▸ PAGE TEXT
------------------------------------------------------------------------

The consistent hashing stuff in the paper is pretty cool. In order to distribute traffic among backends, they came up with a new "Maglev hashing" algorithm that gives a more even distribution than existing techniques, but is less robust to changes in the set of servers. The trick is that you can locally memoize the results of your mostly-consistent hash function, and rely on an extra layer of connection affinity from the upstream ECMP routers to the load-balancers, so that the same memoized value is used every time. So you never actually drop connections unless both a backend instance and a load balancer fail at the same time, which should be very rare. Clever!
As an aside, I couldn't help noticing these lines on adjacent pages:
> Maglev has been serving
Google’s traffic since 2008. It has sustained the rapid
global growth of Google services, and it also provides
network load balancing for Google Cloud Platform.
> Maglev handles
both IPv4 and IPv6 traffic, and all the discussion
below applies equally to both.
In that case, any chance GCE will be getting IPv6 support soon? ;)
And not just the ones that that backend was handling, but also some % of the overall traffic for re-balancing.

------------------------------------------------------------------------

[Point labeling data from photos]
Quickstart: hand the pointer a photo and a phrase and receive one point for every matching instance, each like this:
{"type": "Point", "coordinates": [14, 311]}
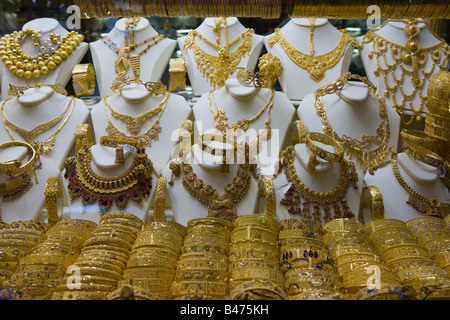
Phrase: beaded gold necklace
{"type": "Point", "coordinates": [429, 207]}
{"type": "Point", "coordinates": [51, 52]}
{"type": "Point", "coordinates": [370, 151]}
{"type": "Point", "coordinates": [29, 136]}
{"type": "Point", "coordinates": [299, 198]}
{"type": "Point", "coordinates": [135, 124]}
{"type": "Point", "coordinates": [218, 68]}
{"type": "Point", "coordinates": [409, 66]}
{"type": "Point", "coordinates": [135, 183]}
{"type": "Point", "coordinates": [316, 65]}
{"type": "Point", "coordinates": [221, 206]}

------------------------------------------------------------------------

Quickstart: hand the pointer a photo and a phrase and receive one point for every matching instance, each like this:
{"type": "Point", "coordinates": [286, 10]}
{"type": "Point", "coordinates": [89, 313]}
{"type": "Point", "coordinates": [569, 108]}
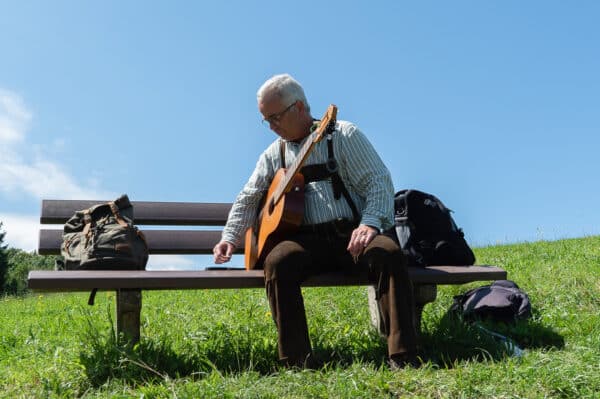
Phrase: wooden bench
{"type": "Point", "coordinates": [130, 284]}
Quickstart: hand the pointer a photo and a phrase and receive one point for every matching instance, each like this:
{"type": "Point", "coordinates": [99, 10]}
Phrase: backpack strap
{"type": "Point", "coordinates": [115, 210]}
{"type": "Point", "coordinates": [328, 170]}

------------------------------------------------------------------------

▸ WHAT THIS TASK INVOLVES
Carry on the Maglev forum thread from its last sentence. The records are separate material and have no connection to the Maglev forum thread.

▸ THE OUTPUT
The degree of connection affinity from the ECMP is limited, and there's no "reliance" on it. If a connection flip-flopped between two or more load balancers, there would be no drops, thanks to the consistent fashion.
as a GCloud user I've never seen any mention of IPv6. That's the main reason i've not bothered trying to get on the ipv6 bandwagon. I don't want to strugle through it if my hosting provider doesn't even support it.
CloudSQL instances support ipv6,[1] and appengine apps can receive ipv6 traffic, but only suggestion regarding delay in getting ipv6 to users was hardware limitations.[2] I wanted to know why op thinks this is only for external customers.
cool, thanks for the extra details. maybe they are using ipv6 for a portion of the internal infrastructure and the OP extrapolated that to mean they use it everywhere internally.
I don't need to tell you how much of an ecosystem exploded after the BigTable whitepapers. It might not be realistic to expect that kind of reaction for load balancing tech, but it's great to see them continue to do this sort of thing. Also looking forward to seeing what this release in particular may inspire.
Surprised there are so few comments after this many upvotes. It's always great seeing companies share their work, such as MapReduce, BigTable, TensorFlow, etc from Google (Netflix's ops tools also are very interesting, not to discount the contributions of Facebook, Microsoft et al).
Would love to see the HN community's opinion on this, as someone who is not an expert in ops/infrastructure.
Exactly how the routes get steered to servers can vary (static routes with track objects, OSPF or BGP on the server), but the basic idea of using network gear to ECMP traffic between servers is, if not ancient, pretty common.
I suspect there's something novel in control plane or hashing used to steer ECMP but I didn't see anything about that in the article.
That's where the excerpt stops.